§ **Records to process**:
---

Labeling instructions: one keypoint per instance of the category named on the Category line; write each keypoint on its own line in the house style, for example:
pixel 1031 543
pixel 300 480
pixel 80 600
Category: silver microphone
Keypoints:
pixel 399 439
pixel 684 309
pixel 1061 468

---

§ **Aim**: Rewrite every line of the records above as a JSON list of strings, one string per line, and leave out any blank lines.

§ **In response**:
[
  "Labeling instructions: one keypoint per instance of the category named on the Category line; write each keypoint on its own line in the house style, for example:",
  "pixel 1031 543",
  "pixel 300 480",
  "pixel 80 600",
  "Category: silver microphone",
  "Keypoints:",
  "pixel 399 439",
  "pixel 684 309",
  "pixel 1061 468"
]